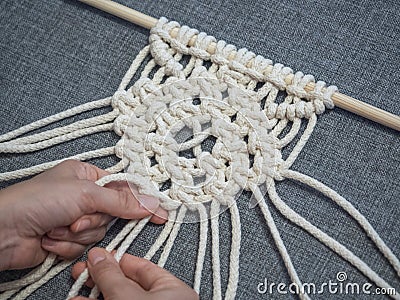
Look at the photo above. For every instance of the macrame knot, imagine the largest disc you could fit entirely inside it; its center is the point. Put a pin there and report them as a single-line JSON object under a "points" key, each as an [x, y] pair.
{"points": [[278, 75], [222, 53], [323, 94], [201, 45], [298, 84]]}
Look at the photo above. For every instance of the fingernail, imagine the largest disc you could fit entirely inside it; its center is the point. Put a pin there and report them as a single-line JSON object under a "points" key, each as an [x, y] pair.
{"points": [[83, 225], [162, 213], [60, 231], [48, 242], [148, 202], [96, 255]]}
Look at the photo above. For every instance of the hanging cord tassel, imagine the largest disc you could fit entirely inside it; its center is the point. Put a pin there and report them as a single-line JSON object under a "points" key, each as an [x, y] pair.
{"points": [[202, 245], [325, 239], [214, 214], [34, 275], [351, 210], [277, 239], [235, 253], [17, 174], [172, 236], [57, 117]]}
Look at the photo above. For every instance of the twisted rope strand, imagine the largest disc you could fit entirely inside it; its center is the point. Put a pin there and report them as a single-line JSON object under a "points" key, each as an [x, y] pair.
{"points": [[54, 118], [341, 250], [351, 210]]}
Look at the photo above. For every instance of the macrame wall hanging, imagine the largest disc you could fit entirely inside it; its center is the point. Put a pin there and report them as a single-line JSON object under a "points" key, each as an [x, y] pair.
{"points": [[184, 87]]}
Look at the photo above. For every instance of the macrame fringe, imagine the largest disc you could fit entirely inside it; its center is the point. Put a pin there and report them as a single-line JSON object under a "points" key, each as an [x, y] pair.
{"points": [[166, 65]]}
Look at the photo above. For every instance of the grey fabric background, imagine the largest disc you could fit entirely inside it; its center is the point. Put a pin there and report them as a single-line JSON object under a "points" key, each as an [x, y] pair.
{"points": [[57, 54]]}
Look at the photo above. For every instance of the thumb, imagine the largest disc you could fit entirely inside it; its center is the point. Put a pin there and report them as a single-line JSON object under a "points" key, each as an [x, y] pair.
{"points": [[107, 274]]}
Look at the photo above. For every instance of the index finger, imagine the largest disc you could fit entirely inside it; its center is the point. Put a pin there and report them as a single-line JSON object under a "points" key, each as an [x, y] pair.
{"points": [[147, 274]]}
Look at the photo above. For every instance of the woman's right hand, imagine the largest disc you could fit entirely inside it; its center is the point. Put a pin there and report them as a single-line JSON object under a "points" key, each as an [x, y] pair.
{"points": [[133, 278]]}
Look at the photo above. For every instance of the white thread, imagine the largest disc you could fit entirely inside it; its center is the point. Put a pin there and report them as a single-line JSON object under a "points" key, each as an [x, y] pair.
{"points": [[326, 239], [234, 256], [33, 276], [202, 246], [277, 239], [149, 115], [214, 216], [57, 117], [351, 210]]}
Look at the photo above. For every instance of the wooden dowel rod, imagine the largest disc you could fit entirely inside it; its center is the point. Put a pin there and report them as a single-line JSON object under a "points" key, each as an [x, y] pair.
{"points": [[340, 100]]}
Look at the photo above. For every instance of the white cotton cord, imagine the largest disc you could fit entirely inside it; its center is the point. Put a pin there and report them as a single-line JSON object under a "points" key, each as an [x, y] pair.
{"points": [[134, 67], [351, 210], [44, 276], [118, 167], [11, 148], [49, 134], [162, 236], [131, 237], [54, 118], [292, 133], [277, 238], [23, 294], [122, 249], [34, 275], [42, 167], [278, 128], [214, 214], [235, 253], [171, 239], [202, 246], [337, 247], [301, 143]]}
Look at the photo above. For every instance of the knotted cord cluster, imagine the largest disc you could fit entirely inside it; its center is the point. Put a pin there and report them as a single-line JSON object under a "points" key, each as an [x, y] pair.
{"points": [[237, 104]]}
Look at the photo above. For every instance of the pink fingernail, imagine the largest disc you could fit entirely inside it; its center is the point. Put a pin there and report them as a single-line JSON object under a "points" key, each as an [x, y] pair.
{"points": [[83, 225], [148, 202], [48, 242], [96, 255], [60, 231]]}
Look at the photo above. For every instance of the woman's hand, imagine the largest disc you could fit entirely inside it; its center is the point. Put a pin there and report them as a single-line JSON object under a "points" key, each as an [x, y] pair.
{"points": [[133, 278], [62, 211]]}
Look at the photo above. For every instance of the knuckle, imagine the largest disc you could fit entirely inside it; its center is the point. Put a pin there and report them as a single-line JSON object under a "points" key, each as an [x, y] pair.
{"points": [[85, 191], [124, 201]]}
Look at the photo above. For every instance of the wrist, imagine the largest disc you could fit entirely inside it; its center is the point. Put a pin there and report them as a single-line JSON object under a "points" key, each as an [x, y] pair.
{"points": [[8, 234]]}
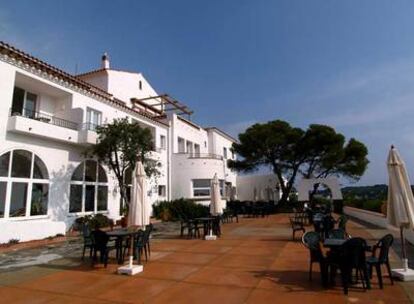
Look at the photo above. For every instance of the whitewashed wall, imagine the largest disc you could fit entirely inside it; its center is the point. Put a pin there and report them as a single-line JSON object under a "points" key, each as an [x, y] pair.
{"points": [[60, 157], [247, 183]]}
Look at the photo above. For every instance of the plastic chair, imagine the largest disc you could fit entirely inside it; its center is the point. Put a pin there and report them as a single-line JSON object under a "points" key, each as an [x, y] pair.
{"points": [[101, 245], [350, 256], [297, 225], [87, 241], [337, 234], [311, 240], [383, 245]]}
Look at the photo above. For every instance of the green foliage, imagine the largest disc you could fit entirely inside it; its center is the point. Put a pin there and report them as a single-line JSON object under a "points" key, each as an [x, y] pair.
{"points": [[179, 209], [365, 204], [13, 241], [120, 146], [316, 152], [376, 192], [327, 153], [96, 221]]}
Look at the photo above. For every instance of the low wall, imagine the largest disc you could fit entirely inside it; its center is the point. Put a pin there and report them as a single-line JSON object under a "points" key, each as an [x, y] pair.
{"points": [[375, 218], [27, 230]]}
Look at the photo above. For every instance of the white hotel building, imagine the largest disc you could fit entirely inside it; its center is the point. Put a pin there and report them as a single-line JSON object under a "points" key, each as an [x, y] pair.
{"points": [[47, 120]]}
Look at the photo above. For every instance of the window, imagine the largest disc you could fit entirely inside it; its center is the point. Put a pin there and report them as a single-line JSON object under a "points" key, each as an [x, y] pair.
{"points": [[162, 190], [24, 103], [181, 145], [201, 187], [25, 175], [189, 147], [196, 149], [3, 189], [89, 188], [163, 142], [93, 119]]}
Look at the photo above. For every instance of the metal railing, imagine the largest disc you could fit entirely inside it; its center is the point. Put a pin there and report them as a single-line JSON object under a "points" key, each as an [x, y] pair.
{"points": [[46, 118], [203, 155], [89, 126]]}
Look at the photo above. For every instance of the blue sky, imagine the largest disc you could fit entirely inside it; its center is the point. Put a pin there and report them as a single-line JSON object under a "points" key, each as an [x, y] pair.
{"points": [[349, 64]]}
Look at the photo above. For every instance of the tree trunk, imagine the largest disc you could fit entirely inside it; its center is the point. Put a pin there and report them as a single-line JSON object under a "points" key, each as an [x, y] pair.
{"points": [[312, 194]]}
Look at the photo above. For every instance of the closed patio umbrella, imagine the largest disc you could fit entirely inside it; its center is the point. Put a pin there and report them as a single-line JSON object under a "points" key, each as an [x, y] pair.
{"points": [[139, 209], [215, 204], [400, 207], [255, 194], [216, 207], [138, 213]]}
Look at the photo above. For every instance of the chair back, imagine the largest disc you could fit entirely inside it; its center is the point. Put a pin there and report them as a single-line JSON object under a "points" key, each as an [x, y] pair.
{"points": [[139, 239], [384, 245], [337, 234], [100, 239], [86, 231], [352, 253], [147, 232], [342, 222], [328, 223]]}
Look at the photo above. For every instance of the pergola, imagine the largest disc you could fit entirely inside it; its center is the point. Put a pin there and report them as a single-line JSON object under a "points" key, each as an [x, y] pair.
{"points": [[165, 103]]}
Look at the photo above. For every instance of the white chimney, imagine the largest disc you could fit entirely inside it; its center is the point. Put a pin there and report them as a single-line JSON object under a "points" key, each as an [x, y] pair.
{"points": [[105, 61]]}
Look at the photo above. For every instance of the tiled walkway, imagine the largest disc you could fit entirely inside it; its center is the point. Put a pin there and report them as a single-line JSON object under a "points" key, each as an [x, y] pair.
{"points": [[254, 262]]}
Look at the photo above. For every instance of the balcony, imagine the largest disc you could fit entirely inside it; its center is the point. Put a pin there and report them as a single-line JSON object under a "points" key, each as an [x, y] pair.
{"points": [[87, 134], [51, 127], [201, 155]]}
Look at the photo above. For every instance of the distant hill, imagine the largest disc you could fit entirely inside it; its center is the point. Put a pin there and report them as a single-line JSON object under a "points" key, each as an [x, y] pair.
{"points": [[375, 192]]}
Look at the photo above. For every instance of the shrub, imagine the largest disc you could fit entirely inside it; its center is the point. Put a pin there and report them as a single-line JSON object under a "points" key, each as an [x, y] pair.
{"points": [[13, 241], [179, 209], [93, 221], [370, 205]]}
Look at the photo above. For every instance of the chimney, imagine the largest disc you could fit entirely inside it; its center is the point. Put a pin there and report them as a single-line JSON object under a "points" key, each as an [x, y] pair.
{"points": [[105, 61]]}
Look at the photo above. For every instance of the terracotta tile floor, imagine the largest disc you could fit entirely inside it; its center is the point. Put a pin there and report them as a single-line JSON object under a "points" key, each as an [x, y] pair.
{"points": [[255, 261]]}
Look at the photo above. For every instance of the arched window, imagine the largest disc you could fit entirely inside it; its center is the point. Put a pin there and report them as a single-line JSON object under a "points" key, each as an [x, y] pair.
{"points": [[89, 188], [24, 185]]}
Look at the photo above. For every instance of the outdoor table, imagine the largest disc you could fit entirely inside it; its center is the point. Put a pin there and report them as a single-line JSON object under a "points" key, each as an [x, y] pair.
{"points": [[207, 223], [120, 235], [333, 243]]}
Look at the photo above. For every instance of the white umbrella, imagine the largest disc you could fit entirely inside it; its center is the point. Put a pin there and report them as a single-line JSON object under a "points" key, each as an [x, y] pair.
{"points": [[138, 212], [215, 204], [139, 208], [400, 207]]}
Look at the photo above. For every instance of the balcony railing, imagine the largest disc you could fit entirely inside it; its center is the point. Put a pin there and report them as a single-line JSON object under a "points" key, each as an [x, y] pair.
{"points": [[89, 126], [203, 155], [46, 118]]}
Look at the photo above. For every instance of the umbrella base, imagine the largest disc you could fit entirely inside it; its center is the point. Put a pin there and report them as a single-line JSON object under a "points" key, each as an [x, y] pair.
{"points": [[130, 270], [211, 237], [403, 275]]}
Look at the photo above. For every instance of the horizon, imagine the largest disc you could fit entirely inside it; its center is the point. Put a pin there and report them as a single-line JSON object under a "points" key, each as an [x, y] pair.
{"points": [[349, 64]]}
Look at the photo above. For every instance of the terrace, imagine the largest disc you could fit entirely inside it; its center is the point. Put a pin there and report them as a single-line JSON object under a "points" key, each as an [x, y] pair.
{"points": [[255, 261]]}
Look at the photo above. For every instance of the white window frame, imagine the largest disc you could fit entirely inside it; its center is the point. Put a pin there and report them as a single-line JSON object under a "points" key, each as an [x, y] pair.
{"points": [[224, 152], [84, 183], [163, 142], [29, 181], [163, 192], [25, 101], [189, 147], [180, 139], [89, 118]]}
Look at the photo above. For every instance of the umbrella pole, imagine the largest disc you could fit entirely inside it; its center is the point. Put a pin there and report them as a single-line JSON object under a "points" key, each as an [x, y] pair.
{"points": [[403, 249], [131, 250]]}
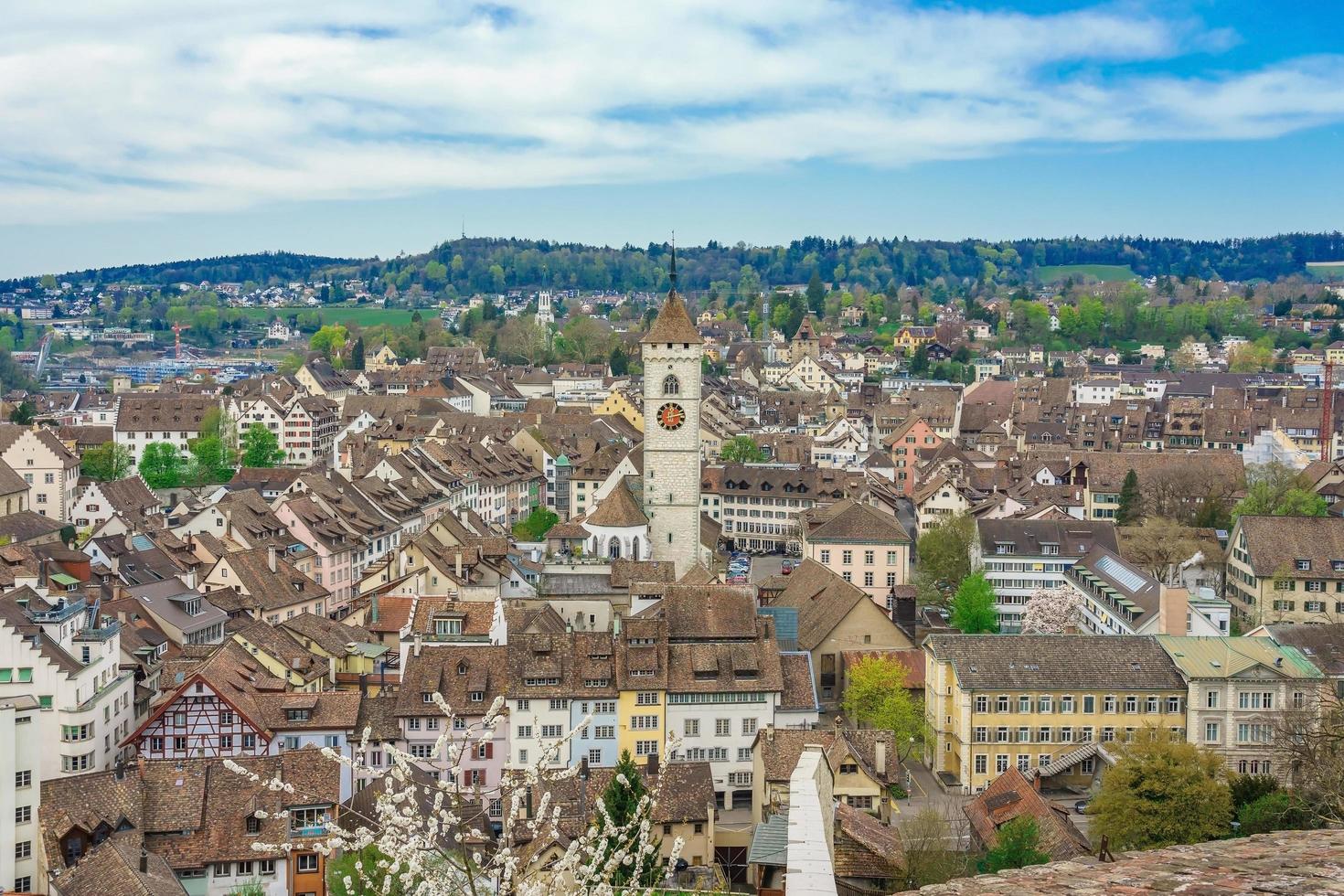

========================================

▶ [What is expected] Which lines in the items above contain the word "cotton"? Find each one and copy it out in full.

▶ [Solution to this task]
Look at the photo above. For every instance of the white cotton cord, imagine the largest disc you could fit entirely inside it; its center is the point. Put a pin there and report them as a single-line JSON object under a "points" key, each as an [x, y] pair.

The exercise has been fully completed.